>>>>>

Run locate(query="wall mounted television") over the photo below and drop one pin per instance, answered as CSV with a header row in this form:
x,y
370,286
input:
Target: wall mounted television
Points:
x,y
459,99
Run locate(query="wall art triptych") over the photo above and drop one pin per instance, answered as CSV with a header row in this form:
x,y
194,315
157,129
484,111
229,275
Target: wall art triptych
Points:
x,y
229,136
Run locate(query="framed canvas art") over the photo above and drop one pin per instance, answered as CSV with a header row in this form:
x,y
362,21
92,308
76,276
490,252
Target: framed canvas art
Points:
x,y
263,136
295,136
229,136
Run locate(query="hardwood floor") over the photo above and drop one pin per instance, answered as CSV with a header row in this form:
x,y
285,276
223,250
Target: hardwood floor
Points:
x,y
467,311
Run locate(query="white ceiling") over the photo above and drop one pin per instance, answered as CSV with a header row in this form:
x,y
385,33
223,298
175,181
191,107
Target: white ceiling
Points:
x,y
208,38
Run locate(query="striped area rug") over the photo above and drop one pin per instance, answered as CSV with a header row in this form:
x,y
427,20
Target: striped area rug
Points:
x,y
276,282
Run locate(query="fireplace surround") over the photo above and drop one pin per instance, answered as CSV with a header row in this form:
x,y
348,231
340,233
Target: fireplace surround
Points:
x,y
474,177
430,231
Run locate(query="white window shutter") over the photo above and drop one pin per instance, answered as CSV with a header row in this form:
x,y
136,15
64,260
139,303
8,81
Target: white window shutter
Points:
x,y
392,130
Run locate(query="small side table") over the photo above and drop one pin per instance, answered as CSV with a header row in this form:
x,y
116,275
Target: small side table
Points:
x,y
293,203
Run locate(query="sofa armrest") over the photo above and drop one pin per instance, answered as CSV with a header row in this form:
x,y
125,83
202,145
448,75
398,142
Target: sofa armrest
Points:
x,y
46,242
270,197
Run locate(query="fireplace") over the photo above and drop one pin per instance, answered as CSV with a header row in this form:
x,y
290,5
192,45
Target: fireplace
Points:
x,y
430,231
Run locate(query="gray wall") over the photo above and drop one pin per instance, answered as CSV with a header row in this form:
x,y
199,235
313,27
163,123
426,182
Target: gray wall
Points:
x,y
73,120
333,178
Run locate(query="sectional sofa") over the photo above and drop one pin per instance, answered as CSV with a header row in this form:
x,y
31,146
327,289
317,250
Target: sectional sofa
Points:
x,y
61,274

<<<<<

**Exercise requirements**
Among the lines of the listing above, which ones contain the word "side"? Show them.

**Solution for this task**
Run locate(query="small side table") over the photo above and drop one pin per instance, answered as CSV with a header row in this form:
Target: small side table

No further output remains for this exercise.